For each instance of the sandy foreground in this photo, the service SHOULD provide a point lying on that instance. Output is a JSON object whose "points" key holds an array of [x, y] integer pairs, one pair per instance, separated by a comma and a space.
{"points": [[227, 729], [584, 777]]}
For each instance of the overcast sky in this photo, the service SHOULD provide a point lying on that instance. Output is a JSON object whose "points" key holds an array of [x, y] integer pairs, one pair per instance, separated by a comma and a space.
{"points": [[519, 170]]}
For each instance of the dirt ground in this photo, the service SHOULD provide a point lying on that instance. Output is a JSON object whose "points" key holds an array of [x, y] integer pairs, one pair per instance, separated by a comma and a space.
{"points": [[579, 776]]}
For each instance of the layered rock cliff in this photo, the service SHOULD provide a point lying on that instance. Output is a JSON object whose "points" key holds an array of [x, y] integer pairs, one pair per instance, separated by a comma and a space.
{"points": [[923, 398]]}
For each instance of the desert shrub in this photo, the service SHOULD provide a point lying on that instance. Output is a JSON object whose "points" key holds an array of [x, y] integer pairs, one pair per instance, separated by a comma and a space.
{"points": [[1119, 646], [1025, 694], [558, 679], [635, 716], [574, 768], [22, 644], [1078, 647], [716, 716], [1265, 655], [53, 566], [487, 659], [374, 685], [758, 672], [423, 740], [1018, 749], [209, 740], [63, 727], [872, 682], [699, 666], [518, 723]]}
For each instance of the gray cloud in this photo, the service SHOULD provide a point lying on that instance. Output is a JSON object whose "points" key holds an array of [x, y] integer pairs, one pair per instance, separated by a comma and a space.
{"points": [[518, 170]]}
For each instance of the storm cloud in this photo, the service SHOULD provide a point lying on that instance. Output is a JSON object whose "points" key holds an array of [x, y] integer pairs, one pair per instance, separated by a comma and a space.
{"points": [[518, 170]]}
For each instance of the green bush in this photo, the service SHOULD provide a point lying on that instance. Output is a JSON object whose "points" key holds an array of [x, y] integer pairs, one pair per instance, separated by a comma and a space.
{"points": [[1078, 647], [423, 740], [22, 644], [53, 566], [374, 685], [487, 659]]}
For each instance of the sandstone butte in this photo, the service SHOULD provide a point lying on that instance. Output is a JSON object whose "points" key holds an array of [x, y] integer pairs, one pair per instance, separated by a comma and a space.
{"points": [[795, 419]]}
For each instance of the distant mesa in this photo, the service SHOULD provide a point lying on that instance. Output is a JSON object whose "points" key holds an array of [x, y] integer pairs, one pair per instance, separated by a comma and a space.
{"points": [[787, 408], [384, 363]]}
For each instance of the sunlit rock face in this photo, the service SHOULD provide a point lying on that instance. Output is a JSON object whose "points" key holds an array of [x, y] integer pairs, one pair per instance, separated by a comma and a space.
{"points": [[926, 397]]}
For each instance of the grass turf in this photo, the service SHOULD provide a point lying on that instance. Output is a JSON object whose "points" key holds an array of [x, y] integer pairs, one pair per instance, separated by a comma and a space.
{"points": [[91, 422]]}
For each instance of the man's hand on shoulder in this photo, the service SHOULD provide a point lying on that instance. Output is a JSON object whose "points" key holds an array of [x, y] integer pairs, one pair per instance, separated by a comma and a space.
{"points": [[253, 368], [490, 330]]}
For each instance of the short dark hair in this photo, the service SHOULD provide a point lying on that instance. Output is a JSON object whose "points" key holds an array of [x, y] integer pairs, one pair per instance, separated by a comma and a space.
§
Restate the data word for word.

For each instance of the sandy foreground in this photo, the service SHOULD provide a point lying on that instance. Output is a JSON object whose "points" key holds an array of [x, y] integer pairs, one pair per instance, separated by a comma and a space.
{"points": [[227, 729], [584, 777]]}
For each instance of the overcast sky in this photo, the service SHOULD provide a point lying on that instance. Output is a JSON object whose "points" key holds an array of [x, y] integer pairs, one pair per instance, separated by a comma and a space.
{"points": [[519, 170]]}
For each instance of the dirt ground in this photo, the service SHOULD provide a point lying on that instance. Output is a JSON object whose "points" key holds an array of [x, y] integer pairs, one pair per instance, separated by a comma and a space.
{"points": [[579, 776]]}
For each instance of the layered rock cliff in this photo, the service SHOULD provide a point lying on that instance. Output is a JSON object whose "points" key holds an array of [x, y] integer pairs, one pair per instance, separated by a comma and a space.
{"points": [[923, 398]]}
For each instance of the desert shrub in this photo, the service SHOULD provide a point lying on that instance. Output is a JSON object whose "points" key holds an array of [x, y] integer pairs, one pair per instance, separated by a comma and a space.
{"points": [[1119, 646], [1025, 694], [558, 679], [635, 716], [574, 768], [22, 644], [1078, 647], [716, 716], [1265, 655], [53, 566], [487, 659], [374, 685], [758, 672], [423, 740], [1018, 749], [209, 740], [63, 727], [872, 682], [699, 666], [518, 723]]}
For each instance of the gray cloud in this photo, the service SHOULD provide a point lying on that instance. Output is a JSON object whose "points" key holds an array of [x, y] integer pairs, one pair per instance, separated by a comma and a space.
{"points": [[518, 170]]}
For each instance of the storm cloud in this photo, the service SHOULD provide a point lying on that instance. Output is a JSON object whose "points" key holds an array of [x, y] integer pairs, one pair per instance, separated by a comma and a space.
{"points": [[518, 170]]}
For each instance of the green bush in this photo, the service SHOULD provide a point lying on that instance. Output is a JSON object whose "points" key holds an array of [x, y] integer pairs, one pair per instance, separated by a comma and a space.
{"points": [[1078, 647], [423, 740], [22, 644], [53, 566], [374, 685], [487, 659]]}
For each instance of the sandstone butte in this photo, the service SHOULD provide a point lying on that instance. Output is a JSON object whose "points" key holds an array of [x, y] integer pairs, one pair per instance, separated by a comma and a space.
{"points": [[795, 419]]}
For each instance of the distant mesa in this photo, the service SHOULD provide a point lying on that instance. Output is a JSON object whose "points" key holds an array of [x, y] integer pairs, one pair per instance, separated by a comma and a space.
{"points": [[787, 408], [384, 363]]}
For each instance of the sunlit rock face in this photo, the service SHOULD provide a point lying on that instance. Output is a JSON object whose "points" key holds an array of [x, y] integer pairs, one pair per instance, separated by a comma and a space.
{"points": [[926, 397]]}
For each instance of the grass turf in this photo, the service SHOULD provide a point lying on that instance. Output is a JSON object whose "points" key holds an array of [x, y] integer pairs, one pair per instance, separated by a comma and a space.
{"points": [[91, 422]]}
For each instance of the man's hand on shoulder in this photo, the service SHOULD provide a point lying on that instance. Output is a JSON object whose "points" key holds an array of [x, y] integer pairs, one pair per instance, separated by a comma and a space.
{"points": [[253, 368], [490, 330]]}
For each instance of the short dark hair in this photo, the service SHOULD provide a point lying on that instance. Output is a JSON object whose "points" key holds an array of [x, y] integer pairs, one pair per instance, separated by a comma and a space.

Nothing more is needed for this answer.